## Problems
(1) According to the query optimization message, what date is given for it?
(2) From the query optimization message, copy word for word the part that opens with the words containing "From: Tom Lane" and closes with "trying to optimize.".

Re: query optimization

From: Tom Lane <tgl(at)sss(dot)pgh(dot)pa(dot)us>
To: Saranya Sivakumar <sarlavk(at)yahoo(dot)com>
Cc: pgsqlnovice <pgsql-novice(at)postgresql(dot)org>
Subject: Re: query optimization
Date: 2005-08-28 21:19:48
Message-ID: 26818.1125263988@sss.pgh.pa.us
Views: Raw Message | Whole Thread | Download mbox | Resend email
Thread:
Lists: pgsql-novice

Saranya Sivakumar <sarlavk(at)yahoo(dot)com> writes:
> I have this query that I am trying to optimize.

> SELECT c.countryid, r.regionid FROM ip_g ip LEFT OUTER JOIN country c ON (CASE WHEN ip.country='rom' THEN 'ROU' ELSE upper(ip.country) END)=c.iso3 LEFT OUTER JOIN region r ON r.countryid=c.countryid AND r.code= substring (upper(ip.region) from 1 for 2) WHERE '68.224.117.161' BETWEEN start_ip AND end_ip AND c.countryid IS NOT NULL LIMIT 1;

> ...

## Supplied information
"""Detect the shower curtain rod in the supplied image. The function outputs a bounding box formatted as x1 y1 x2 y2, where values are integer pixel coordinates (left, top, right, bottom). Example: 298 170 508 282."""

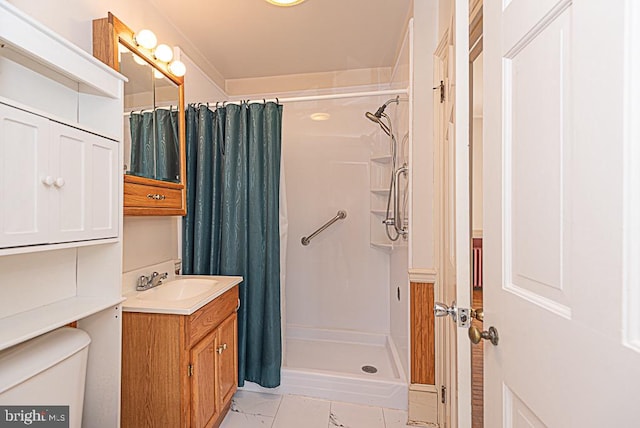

## Full answers
(1) 2005-08-28 21:19:48

(2)
From: Tom Lane <tgl(at)sss(dot)pgh(dot)pa(dot)us>
To: Saranya Sivakumar <sarlavk(at)yahoo(dot)com>
Cc: pgsqlnovice <pgsql-novice(at)postgresql(dot)org>
Subject: Re: query optimization
Date: 2005-08-28 21:19:48
Message-ID: 26818.1125263988@sss.pgh.pa.us
Views: Raw Message | Whole Thread | Download mbox | Resend email
Thread:
Lists: pgsql-novice

Saranya Sivakumar <sarlavk(at)yahoo(dot)com> writes:
> I have this query that I am trying to optimize.